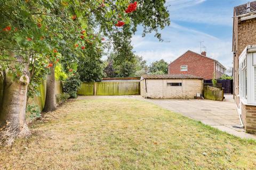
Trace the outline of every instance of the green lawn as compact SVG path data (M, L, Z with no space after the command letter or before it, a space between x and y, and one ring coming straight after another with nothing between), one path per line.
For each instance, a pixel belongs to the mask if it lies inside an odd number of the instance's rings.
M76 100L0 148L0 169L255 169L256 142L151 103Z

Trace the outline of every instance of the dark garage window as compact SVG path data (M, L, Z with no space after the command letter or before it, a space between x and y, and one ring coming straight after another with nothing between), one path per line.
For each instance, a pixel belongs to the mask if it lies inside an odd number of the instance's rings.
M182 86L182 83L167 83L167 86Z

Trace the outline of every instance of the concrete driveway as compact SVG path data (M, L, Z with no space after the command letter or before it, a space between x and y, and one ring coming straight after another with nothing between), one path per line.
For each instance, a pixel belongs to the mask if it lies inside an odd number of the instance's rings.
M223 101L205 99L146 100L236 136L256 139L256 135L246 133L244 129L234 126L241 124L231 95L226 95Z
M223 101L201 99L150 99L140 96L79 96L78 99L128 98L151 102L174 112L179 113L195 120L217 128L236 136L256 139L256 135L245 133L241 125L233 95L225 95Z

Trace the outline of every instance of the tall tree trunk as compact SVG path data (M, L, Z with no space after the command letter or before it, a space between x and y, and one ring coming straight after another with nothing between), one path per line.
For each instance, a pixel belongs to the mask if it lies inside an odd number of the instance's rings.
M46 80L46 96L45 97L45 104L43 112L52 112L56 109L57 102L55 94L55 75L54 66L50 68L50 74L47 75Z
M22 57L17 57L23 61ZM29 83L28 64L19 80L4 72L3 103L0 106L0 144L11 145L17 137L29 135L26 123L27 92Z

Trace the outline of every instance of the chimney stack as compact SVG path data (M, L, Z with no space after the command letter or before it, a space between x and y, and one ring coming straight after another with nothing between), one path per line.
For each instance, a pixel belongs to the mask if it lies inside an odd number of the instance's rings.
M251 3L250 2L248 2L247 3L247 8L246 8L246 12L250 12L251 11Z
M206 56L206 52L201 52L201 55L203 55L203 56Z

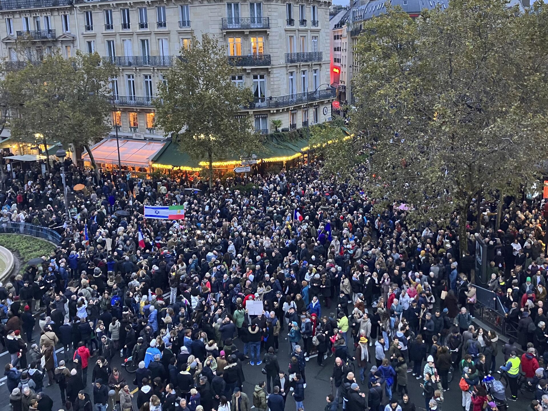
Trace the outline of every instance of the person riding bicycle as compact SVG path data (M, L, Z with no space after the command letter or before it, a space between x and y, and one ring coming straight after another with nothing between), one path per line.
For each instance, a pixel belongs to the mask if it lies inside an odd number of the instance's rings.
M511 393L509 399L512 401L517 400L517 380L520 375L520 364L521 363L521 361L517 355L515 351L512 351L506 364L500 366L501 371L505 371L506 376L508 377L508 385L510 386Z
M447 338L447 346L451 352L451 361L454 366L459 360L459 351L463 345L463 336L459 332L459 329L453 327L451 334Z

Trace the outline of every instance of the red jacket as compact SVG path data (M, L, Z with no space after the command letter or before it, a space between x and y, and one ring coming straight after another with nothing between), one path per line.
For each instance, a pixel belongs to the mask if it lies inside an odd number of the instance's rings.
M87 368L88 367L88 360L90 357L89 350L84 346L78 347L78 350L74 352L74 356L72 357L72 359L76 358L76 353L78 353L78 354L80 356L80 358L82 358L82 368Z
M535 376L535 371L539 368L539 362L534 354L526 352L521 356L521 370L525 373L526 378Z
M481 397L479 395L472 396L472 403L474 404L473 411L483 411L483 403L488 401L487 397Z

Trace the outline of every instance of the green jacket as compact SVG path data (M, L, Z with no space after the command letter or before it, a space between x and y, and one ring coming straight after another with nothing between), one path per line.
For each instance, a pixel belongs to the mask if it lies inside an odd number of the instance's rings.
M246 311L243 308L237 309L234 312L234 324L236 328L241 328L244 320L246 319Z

==

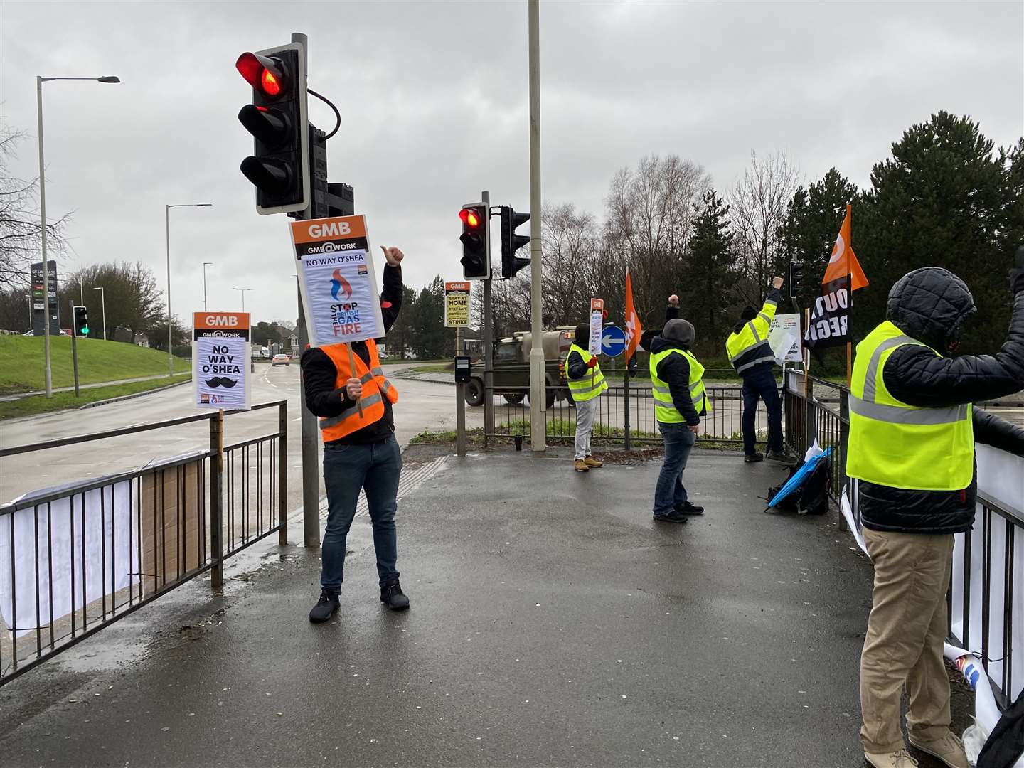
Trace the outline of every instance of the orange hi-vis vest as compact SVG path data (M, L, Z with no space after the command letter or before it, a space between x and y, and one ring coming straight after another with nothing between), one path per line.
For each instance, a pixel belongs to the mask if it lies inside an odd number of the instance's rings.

WHAT TO DO: Rewrite the lines from the one containing "Trace the outline of every instance of the chimney" up to and including the one containing "M481 397L479 395L472", putting "minimal SVG path data" wherever "compact SVG path data" appears and changing nothing else. Return only those lines, without the pictures.

TASK RESULT:
Trace the outline of every instance of the chimney stack as minimal SVG path data (M, L, Z with no space after the command letter or before it, a space between x and y, and one ring coming straight after another with nothing between), one path per line.
For each instance, a pixel belongs to the mask if it lies inside an odd number of the instance's rings.
M251 3L250 2L248 2L247 3L247 8L246 8L246 12L250 12L251 11Z
M206 56L206 52L201 52L201 55L203 55L203 56Z

Trace the outline of every instance of the person riding bicycle as minimal SVG path data (M, L, Z with no space after the command letter or before it, a space between x and y, and one ring coming straight after another with nothing between), one path per line.
For each instance, a pixel belongs to the mask if it lies inside an odd number of the instance's rings.
M511 393L509 399L512 401L517 400L517 380L520 375L520 364L521 363L521 361L517 355L515 351L512 351L506 364L500 366L501 371L505 371L506 376L508 377L508 385L510 386Z
M447 338L447 346L451 352L451 361L454 366L459 360L459 351L463 345L463 336L459 332L459 329L453 327L451 334Z

Trace the outline of every instance of the red jacket as minimal SVG path data (M, L, Z with no space after the command letter or before it, a space between x and y, and one ring coming straight after another with nothing between), one path per line.
For each instance, a pixel belongs to the mask if it lies inside an odd number of the instance's rings.
M87 368L88 367L88 360L90 357L89 350L84 346L78 347L78 350L74 352L74 356L72 357L72 359L76 358L76 353L78 353L78 354L80 356L80 358L82 358L82 368Z
M535 376L535 371L539 368L539 362L534 354L526 352L521 356L521 370L525 373L526 378Z
M481 397L479 395L472 396L472 403L474 404L473 411L483 411L483 403L488 401L487 397Z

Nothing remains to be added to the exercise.